begin DATASET ENTRIES
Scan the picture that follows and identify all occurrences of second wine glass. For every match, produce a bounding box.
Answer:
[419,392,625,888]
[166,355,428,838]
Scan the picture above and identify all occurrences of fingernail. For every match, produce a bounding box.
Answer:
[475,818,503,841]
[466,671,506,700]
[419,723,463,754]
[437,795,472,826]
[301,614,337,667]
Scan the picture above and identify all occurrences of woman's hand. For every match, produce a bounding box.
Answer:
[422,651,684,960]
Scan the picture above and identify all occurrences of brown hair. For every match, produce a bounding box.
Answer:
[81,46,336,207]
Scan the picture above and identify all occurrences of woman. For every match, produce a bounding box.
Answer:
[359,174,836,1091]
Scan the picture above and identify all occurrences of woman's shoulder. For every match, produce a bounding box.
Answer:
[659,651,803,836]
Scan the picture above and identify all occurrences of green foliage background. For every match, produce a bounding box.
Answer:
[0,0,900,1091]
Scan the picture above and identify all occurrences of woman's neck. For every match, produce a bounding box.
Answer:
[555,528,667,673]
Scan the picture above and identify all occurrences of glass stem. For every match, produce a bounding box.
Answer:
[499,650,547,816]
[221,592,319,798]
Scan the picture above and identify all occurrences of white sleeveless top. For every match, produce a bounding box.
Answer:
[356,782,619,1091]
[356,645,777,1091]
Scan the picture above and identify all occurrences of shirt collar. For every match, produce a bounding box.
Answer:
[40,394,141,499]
end DATASET ENTRIES
## GIVEN REQUEST
Write out the whole listing above again, line for line, with no changes.

## THE ANSWER
Scan the picture that follows and identify all occurrences of second wine glass. For every match, produce a bounding box.
Answer:
[419,392,625,888]
[166,355,428,838]
Scan the picture above and identify all occurrences of fingernail. For every match, produce a bounding box.
Answer:
[475,818,503,841]
[466,671,506,700]
[419,723,463,754]
[437,795,472,826]
[301,614,337,667]
Scan the picture above and identify all occurrences of woman's hand. For every match, produce a bounding box.
Answer:
[422,651,684,960]
Scan the picture above and identify all occurrences of brown hair. For every match, produce a bounding box.
Answer:
[81,46,336,207]
Scan the picture above and identify all occurrences of woman. For every match, produce a bounding box.
Answer:
[359,174,836,1091]
Scan the picture above and identify all occurrences of woman's shoulder. For every match, produce a bounding box.
Answer:
[659,651,803,836]
Scan the picture above and identify all occurrences of green foliage background. For every match, produce a bounding box.
Answer:
[0,0,900,1091]
Scan the picture above and identify all occurrences of woman's neck. For every match, produce a bounding box.
Answer:
[555,528,667,673]
Scan the picture above and identify all occurrences of glass stem. For every match, produce a bounding box.
Answer:
[499,650,547,816]
[221,592,319,798]
Scan the picture above and identify all occurrences of white sleeveless top. For every match, produce a bounding box.
Answer:
[356,782,619,1091]
[356,645,777,1091]
Scan the picture above and identify all occurrences of shirt collar. For every match, produce a bounding box.
Answer:
[40,394,141,499]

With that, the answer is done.